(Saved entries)
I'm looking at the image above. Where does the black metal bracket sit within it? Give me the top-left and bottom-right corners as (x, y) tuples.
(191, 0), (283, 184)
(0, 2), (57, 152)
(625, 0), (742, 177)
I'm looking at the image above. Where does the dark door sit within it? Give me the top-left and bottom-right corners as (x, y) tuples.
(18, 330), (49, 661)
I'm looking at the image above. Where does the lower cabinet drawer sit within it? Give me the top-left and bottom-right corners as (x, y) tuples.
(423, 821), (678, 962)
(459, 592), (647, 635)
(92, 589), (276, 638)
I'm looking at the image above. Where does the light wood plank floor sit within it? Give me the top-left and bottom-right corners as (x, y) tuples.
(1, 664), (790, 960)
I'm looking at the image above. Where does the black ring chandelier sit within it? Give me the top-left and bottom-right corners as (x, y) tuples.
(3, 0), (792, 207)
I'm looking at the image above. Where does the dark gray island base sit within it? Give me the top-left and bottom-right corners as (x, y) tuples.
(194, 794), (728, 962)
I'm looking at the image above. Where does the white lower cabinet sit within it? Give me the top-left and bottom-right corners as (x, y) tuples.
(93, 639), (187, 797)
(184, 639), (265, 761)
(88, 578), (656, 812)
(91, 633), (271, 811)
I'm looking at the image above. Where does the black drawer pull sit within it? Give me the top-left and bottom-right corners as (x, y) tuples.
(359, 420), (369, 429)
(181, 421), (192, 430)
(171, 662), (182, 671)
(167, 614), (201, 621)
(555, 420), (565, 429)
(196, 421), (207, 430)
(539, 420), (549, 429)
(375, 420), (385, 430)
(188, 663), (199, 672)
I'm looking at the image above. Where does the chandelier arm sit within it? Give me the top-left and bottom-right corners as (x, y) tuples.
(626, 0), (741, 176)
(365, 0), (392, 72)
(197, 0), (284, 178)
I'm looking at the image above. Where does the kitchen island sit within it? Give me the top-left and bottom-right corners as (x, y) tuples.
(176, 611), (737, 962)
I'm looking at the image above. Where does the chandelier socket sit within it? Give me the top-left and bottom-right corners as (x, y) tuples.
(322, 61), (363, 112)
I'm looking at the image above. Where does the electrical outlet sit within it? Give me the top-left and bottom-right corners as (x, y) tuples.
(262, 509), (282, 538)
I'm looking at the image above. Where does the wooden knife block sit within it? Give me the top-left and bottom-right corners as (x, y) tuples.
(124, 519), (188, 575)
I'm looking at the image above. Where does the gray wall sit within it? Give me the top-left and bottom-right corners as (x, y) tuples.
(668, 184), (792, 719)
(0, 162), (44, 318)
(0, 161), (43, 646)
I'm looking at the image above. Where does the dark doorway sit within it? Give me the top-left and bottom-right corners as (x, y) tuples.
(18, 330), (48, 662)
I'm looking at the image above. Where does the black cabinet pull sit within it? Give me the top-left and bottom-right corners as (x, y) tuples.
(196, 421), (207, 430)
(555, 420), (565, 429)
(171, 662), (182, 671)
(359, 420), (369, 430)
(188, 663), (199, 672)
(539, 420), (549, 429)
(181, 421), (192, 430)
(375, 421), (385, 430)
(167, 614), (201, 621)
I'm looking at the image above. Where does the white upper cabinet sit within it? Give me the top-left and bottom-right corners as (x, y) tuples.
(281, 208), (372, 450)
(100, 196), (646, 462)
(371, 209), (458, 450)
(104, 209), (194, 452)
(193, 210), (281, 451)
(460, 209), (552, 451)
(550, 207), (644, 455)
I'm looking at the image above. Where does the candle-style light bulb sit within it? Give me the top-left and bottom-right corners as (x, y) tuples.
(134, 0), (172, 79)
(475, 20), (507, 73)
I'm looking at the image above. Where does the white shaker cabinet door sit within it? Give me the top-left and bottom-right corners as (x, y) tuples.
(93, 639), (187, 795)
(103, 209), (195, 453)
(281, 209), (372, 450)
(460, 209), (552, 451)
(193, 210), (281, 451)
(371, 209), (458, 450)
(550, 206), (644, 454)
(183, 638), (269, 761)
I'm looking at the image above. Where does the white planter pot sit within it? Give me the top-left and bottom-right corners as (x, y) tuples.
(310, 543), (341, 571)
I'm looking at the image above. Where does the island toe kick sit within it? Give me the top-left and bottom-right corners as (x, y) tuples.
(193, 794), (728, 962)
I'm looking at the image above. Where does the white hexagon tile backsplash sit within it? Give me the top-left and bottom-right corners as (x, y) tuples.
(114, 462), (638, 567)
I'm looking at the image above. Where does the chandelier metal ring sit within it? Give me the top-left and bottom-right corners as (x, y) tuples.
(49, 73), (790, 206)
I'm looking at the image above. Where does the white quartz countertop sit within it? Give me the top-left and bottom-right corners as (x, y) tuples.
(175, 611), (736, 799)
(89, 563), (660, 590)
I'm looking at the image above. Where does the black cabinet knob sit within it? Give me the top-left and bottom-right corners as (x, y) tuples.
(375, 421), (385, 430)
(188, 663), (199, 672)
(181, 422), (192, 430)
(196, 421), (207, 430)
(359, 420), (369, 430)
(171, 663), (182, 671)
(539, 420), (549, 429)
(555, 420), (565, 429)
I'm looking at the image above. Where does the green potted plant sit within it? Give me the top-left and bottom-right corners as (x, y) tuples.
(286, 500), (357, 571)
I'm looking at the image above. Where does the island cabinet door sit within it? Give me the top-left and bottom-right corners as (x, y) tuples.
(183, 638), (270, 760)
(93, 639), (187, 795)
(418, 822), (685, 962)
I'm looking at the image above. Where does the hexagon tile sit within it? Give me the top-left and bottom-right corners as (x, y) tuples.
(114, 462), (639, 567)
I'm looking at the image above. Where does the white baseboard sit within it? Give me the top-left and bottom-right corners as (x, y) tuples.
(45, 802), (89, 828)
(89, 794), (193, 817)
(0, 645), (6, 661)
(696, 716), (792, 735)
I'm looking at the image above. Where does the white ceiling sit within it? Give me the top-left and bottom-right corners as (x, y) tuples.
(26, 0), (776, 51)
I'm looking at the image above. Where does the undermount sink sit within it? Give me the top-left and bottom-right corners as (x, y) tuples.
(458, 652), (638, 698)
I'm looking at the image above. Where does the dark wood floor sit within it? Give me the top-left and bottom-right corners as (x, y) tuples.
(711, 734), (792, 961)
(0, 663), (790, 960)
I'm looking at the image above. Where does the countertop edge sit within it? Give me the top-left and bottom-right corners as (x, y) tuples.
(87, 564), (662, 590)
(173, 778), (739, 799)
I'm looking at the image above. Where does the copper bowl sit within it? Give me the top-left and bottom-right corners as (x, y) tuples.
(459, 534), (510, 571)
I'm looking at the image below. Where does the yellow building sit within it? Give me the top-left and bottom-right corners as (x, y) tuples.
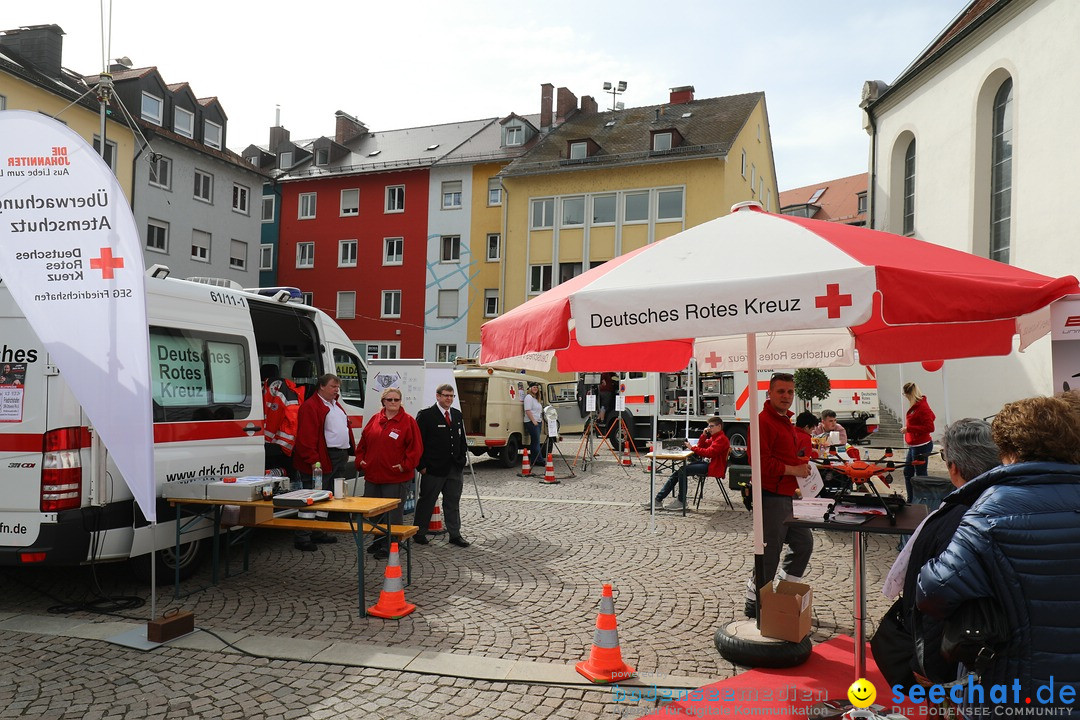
(1, 25), (135, 200)
(496, 87), (777, 317)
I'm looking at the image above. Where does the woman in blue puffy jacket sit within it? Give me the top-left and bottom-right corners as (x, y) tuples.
(917, 394), (1080, 709)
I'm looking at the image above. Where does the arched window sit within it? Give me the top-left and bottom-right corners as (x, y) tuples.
(990, 78), (1013, 263)
(902, 139), (916, 236)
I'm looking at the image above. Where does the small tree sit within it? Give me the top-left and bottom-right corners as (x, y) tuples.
(793, 368), (831, 413)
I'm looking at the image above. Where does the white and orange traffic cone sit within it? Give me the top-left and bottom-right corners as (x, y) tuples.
(621, 442), (633, 467)
(428, 504), (446, 535)
(576, 583), (635, 684)
(645, 443), (653, 473)
(519, 448), (531, 476)
(539, 453), (560, 484)
(367, 542), (416, 619)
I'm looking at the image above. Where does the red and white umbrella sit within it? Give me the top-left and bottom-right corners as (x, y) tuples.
(481, 201), (1079, 626)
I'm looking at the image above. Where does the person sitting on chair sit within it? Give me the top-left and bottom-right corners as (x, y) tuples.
(645, 417), (729, 512)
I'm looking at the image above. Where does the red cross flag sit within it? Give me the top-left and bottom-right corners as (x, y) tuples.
(0, 111), (155, 522)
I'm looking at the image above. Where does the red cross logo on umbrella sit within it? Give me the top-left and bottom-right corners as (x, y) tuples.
(89, 248), (124, 279)
(815, 283), (852, 319)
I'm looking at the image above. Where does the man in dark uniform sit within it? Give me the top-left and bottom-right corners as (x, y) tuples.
(414, 383), (470, 547)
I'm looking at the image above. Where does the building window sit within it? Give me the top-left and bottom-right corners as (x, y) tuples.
(366, 342), (399, 360)
(0, 94), (6, 110)
(296, 242), (314, 268)
(301, 292), (313, 306)
(592, 194), (616, 224)
(624, 192), (649, 223)
(262, 196), (275, 222)
(92, 136), (117, 169)
(741, 149), (747, 177)
(339, 239), (358, 267)
(436, 344), (458, 363)
(561, 196), (585, 226)
(441, 181), (462, 209)
(529, 265), (553, 294)
(903, 139), (916, 236)
(657, 188), (684, 220)
(385, 185), (405, 213)
(488, 178), (502, 206)
(232, 184), (249, 214)
(204, 120), (222, 150)
(559, 262), (582, 285)
(382, 290), (402, 318)
(990, 78), (1013, 264)
(440, 235), (461, 263)
(146, 219), (169, 253)
(336, 291), (356, 319)
(857, 192), (867, 215)
(384, 237), (404, 265)
(315, 147), (329, 166)
(299, 192), (316, 219)
(259, 244), (274, 271)
(437, 289), (458, 318)
(279, 151), (293, 169)
(141, 92), (163, 125)
(193, 170), (213, 203)
(750, 164), (757, 194)
(569, 141), (588, 160)
(340, 188), (359, 216)
(486, 233), (501, 261)
(531, 198), (554, 229)
(174, 107), (194, 138)
(191, 230), (211, 262)
(505, 125), (523, 146)
(484, 289), (499, 317)
(652, 132), (672, 152)
(149, 154), (171, 189)
(230, 239), (247, 270)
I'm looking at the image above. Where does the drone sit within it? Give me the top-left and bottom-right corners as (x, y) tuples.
(809, 447), (924, 525)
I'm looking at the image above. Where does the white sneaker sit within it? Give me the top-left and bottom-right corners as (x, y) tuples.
(663, 499), (686, 511)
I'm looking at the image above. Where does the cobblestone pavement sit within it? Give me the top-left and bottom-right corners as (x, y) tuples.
(0, 443), (945, 718)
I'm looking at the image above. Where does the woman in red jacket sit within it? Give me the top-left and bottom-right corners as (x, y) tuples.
(356, 387), (423, 558)
(901, 381), (936, 501)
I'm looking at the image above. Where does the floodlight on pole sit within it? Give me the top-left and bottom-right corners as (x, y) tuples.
(603, 80), (627, 111)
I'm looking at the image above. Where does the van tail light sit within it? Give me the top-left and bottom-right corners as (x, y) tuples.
(41, 427), (89, 512)
(866, 424), (879, 435)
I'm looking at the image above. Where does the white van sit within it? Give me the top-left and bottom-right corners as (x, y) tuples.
(0, 271), (367, 581)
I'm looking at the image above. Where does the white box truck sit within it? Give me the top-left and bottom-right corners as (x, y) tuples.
(0, 271), (367, 581)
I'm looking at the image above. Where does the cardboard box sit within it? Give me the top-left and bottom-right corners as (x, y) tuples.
(238, 504), (273, 526)
(759, 580), (812, 643)
(147, 610), (194, 643)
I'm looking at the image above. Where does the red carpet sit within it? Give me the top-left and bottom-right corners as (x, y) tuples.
(636, 636), (923, 718)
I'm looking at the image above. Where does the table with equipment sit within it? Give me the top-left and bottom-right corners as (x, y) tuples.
(785, 502), (927, 680)
(643, 448), (694, 516)
(167, 495), (400, 616)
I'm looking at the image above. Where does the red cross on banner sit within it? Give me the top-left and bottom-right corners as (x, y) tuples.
(815, 283), (853, 319)
(89, 247), (125, 279)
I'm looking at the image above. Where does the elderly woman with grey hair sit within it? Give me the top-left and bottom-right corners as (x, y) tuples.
(875, 418), (1000, 686)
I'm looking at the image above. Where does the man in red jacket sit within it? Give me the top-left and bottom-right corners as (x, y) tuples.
(745, 372), (813, 618)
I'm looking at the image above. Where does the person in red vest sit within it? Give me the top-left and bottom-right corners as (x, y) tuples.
(744, 372), (813, 619)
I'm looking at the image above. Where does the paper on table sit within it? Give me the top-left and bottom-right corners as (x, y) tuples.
(792, 498), (833, 519)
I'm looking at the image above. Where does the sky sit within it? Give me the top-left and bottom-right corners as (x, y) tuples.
(10, 1), (968, 190)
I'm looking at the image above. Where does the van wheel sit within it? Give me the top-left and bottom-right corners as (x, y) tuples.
(130, 538), (206, 585)
(727, 424), (749, 464)
(500, 436), (520, 469)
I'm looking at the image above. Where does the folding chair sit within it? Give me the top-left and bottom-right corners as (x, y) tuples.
(692, 472), (734, 510)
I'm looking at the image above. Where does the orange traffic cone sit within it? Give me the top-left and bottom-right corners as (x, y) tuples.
(428, 504), (446, 535)
(539, 453), (560, 484)
(519, 448), (531, 476)
(367, 542), (416, 619)
(645, 443), (654, 473)
(576, 583), (635, 684)
(621, 442), (633, 467)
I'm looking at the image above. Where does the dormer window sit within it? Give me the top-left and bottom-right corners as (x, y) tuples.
(141, 92), (163, 125)
(174, 107), (194, 138)
(569, 141), (588, 160)
(315, 147), (329, 166)
(505, 125), (523, 146)
(652, 132), (672, 152)
(204, 120), (222, 150)
(279, 151), (293, 169)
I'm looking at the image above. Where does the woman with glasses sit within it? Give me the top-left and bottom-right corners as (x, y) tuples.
(356, 387), (422, 559)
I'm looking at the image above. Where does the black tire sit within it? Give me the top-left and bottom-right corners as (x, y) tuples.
(499, 435), (520, 469)
(129, 537), (207, 586)
(727, 424), (749, 464)
(715, 619), (813, 668)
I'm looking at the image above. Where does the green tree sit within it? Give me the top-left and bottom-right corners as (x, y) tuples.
(793, 368), (831, 413)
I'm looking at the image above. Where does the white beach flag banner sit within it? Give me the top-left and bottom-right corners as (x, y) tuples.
(0, 111), (155, 522)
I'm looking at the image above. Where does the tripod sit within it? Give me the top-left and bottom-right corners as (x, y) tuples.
(573, 413), (601, 471)
(596, 413), (640, 468)
(546, 432), (577, 479)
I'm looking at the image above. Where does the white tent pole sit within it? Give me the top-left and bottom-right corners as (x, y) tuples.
(747, 334), (763, 555)
(650, 414), (658, 534)
(941, 361), (952, 428)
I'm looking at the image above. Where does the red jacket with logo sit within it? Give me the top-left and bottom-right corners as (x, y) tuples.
(355, 409), (423, 484)
(691, 429), (731, 480)
(293, 393), (355, 475)
(263, 378), (303, 454)
(752, 405), (801, 496)
(904, 397), (936, 446)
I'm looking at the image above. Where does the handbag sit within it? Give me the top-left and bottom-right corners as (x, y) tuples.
(941, 597), (1009, 675)
(870, 597), (917, 687)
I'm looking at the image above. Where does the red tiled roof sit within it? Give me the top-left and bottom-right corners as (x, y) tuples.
(779, 172), (867, 224)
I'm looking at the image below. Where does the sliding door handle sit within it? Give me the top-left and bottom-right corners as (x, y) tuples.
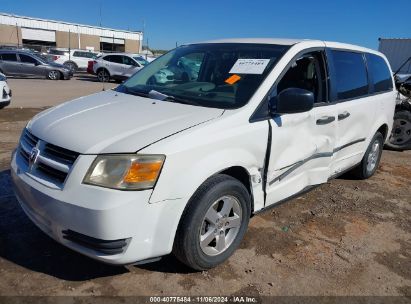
(316, 116), (335, 125)
(338, 111), (350, 120)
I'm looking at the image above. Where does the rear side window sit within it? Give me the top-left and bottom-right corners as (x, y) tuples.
(0, 53), (17, 62)
(331, 50), (368, 100)
(104, 55), (122, 64)
(366, 53), (393, 93)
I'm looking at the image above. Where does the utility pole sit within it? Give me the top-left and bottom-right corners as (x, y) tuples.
(142, 19), (146, 55)
(69, 29), (71, 60)
(99, 1), (102, 27)
(16, 23), (20, 48)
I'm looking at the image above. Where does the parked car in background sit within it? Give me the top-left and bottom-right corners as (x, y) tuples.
(11, 39), (395, 270)
(0, 72), (11, 109)
(52, 49), (98, 72)
(93, 53), (148, 82)
(0, 50), (72, 80)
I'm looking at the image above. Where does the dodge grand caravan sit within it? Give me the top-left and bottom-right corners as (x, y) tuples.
(11, 39), (396, 270)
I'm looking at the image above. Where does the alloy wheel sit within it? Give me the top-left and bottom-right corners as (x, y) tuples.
(199, 195), (242, 256)
(48, 70), (59, 80)
(366, 139), (380, 173)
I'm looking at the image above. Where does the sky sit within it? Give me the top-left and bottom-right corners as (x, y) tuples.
(1, 0), (410, 50)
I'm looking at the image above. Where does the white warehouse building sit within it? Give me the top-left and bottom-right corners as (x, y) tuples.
(0, 12), (143, 53)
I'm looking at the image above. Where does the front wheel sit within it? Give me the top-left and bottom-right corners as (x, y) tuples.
(47, 70), (60, 80)
(173, 174), (251, 270)
(350, 132), (384, 179)
(64, 61), (78, 73)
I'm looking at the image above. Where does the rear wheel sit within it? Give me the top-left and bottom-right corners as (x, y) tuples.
(64, 61), (78, 73)
(173, 174), (251, 270)
(386, 110), (411, 151)
(47, 70), (60, 80)
(97, 69), (110, 82)
(350, 132), (384, 179)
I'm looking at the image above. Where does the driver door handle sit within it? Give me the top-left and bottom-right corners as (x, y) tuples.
(338, 111), (351, 120)
(316, 116), (335, 125)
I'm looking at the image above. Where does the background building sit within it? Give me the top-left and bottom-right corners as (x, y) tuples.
(379, 38), (411, 74)
(0, 13), (143, 53)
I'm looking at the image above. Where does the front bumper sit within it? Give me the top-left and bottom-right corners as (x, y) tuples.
(61, 70), (73, 80)
(11, 150), (186, 265)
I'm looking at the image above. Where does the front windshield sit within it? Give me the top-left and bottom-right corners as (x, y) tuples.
(134, 57), (149, 66)
(117, 43), (289, 109)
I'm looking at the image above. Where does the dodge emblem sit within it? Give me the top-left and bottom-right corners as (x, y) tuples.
(29, 147), (40, 169)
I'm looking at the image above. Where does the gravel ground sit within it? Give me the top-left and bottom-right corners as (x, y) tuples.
(0, 79), (410, 299)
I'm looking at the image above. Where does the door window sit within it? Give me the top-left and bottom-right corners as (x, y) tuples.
(331, 50), (368, 100)
(366, 53), (393, 93)
(19, 54), (38, 64)
(277, 51), (327, 103)
(103, 55), (123, 64)
(0, 53), (17, 62)
(122, 56), (137, 66)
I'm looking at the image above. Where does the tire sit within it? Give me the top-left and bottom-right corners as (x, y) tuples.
(63, 61), (78, 73)
(173, 174), (251, 271)
(386, 110), (411, 151)
(97, 69), (110, 82)
(350, 132), (384, 179)
(47, 70), (61, 80)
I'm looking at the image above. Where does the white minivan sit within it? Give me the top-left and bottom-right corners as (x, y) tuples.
(11, 39), (396, 270)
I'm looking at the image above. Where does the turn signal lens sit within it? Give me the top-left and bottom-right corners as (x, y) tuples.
(83, 154), (165, 190)
(123, 161), (163, 183)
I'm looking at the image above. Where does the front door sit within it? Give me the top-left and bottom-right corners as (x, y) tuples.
(121, 56), (140, 78)
(265, 50), (337, 206)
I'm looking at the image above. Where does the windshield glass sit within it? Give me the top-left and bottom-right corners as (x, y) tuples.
(117, 43), (289, 109)
(134, 56), (149, 66)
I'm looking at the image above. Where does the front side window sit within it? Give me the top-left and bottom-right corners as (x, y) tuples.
(118, 43), (289, 109)
(122, 56), (136, 66)
(277, 51), (327, 103)
(19, 54), (38, 64)
(1, 53), (17, 62)
(366, 53), (393, 93)
(331, 50), (368, 100)
(133, 56), (149, 66)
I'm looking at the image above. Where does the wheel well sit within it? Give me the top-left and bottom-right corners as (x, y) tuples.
(97, 67), (109, 75)
(64, 60), (77, 66)
(377, 124), (389, 141)
(219, 166), (254, 212)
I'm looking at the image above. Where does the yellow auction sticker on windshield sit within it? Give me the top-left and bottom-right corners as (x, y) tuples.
(225, 74), (242, 85)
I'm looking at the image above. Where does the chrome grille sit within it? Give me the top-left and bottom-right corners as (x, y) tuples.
(18, 129), (79, 187)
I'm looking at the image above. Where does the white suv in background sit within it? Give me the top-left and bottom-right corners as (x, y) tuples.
(93, 53), (148, 82)
(0, 72), (11, 109)
(52, 49), (98, 72)
(11, 39), (396, 270)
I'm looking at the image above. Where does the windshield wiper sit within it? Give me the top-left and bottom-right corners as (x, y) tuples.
(120, 86), (149, 98)
(148, 90), (200, 106)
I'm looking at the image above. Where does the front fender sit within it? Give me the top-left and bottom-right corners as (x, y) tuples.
(144, 118), (268, 211)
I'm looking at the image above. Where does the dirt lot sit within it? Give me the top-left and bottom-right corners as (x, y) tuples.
(0, 78), (410, 300)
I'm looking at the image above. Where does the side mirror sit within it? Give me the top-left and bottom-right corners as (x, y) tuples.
(35, 61), (41, 66)
(270, 88), (314, 114)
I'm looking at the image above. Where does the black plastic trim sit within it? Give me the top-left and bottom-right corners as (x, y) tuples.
(62, 229), (129, 255)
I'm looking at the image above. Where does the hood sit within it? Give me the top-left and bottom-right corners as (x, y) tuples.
(28, 90), (224, 154)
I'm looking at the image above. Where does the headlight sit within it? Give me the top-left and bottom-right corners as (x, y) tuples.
(0, 74), (7, 82)
(83, 154), (165, 190)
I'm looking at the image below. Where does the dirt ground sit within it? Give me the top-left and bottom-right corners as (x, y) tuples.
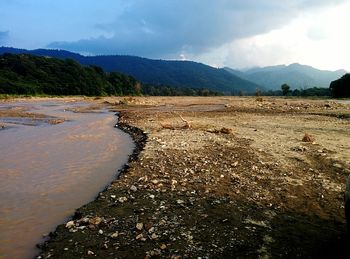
(4, 96), (350, 258)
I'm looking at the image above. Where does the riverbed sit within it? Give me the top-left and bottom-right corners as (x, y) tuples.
(0, 100), (134, 259)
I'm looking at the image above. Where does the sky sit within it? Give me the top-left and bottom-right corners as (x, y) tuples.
(0, 0), (349, 71)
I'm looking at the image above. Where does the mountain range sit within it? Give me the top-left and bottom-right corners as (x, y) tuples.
(224, 64), (346, 90)
(0, 47), (259, 95)
(0, 47), (347, 93)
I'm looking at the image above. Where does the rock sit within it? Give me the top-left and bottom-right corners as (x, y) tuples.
(152, 179), (159, 184)
(302, 133), (315, 143)
(136, 233), (146, 241)
(220, 127), (233, 134)
(98, 229), (104, 235)
(118, 197), (128, 203)
(149, 194), (155, 199)
(160, 244), (167, 250)
(333, 163), (343, 169)
(87, 250), (95, 255)
(130, 185), (138, 192)
(177, 199), (185, 204)
(151, 233), (158, 239)
(65, 221), (75, 229)
(110, 195), (116, 199)
(111, 231), (119, 238)
(89, 217), (102, 226)
(148, 227), (155, 233)
(136, 222), (144, 231)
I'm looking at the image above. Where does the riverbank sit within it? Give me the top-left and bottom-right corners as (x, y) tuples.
(34, 96), (350, 258)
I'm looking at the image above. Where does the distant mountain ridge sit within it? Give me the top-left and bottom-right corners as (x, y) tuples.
(0, 47), (261, 94)
(225, 63), (347, 90)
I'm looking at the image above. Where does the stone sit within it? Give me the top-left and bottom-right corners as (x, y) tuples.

▶ **ACTION ITEM**:
Repeat only the stretch of lines that opens with the line containing "I'm looking at the image above. Where does the mountain" and closes with the final line of the entries, both included, exactly as written.

▶ **ANSWER TO THIS PROBLEM**:
I'm looking at the image above. Where does the mountain range sit within it? Give me the top-left and bottom-right corners as (x, y) tuples.
(224, 64), (346, 90)
(0, 47), (259, 95)
(0, 47), (347, 93)
I'm looking at the image above. Where does the rock sit within it? Give me the top-left and bottom-right corners as (x, y) tuples.
(152, 179), (159, 184)
(302, 133), (315, 143)
(136, 233), (146, 241)
(220, 127), (233, 134)
(98, 229), (104, 235)
(118, 197), (128, 203)
(149, 194), (155, 199)
(160, 244), (167, 250)
(333, 163), (343, 169)
(87, 250), (95, 255)
(130, 185), (138, 192)
(177, 199), (185, 204)
(151, 233), (158, 239)
(65, 221), (75, 229)
(110, 195), (116, 199)
(111, 231), (119, 238)
(89, 217), (102, 226)
(148, 227), (155, 233)
(136, 222), (144, 231)
I'm looking at the image above. Where does the riverbank sit within it? Give me the top-left and bottom-right corners as (x, y) tuples.
(34, 96), (350, 258)
I'm looking at the image above. Where does the distant mountain ridge sit within it? Give me the top-left and bottom-right corners as (x, y) tuples.
(0, 47), (261, 94)
(225, 63), (347, 90)
I'm looking at the image above. Where does the stone sit within it? Give me the top-left and bottom-right corners as (x, y) tuples.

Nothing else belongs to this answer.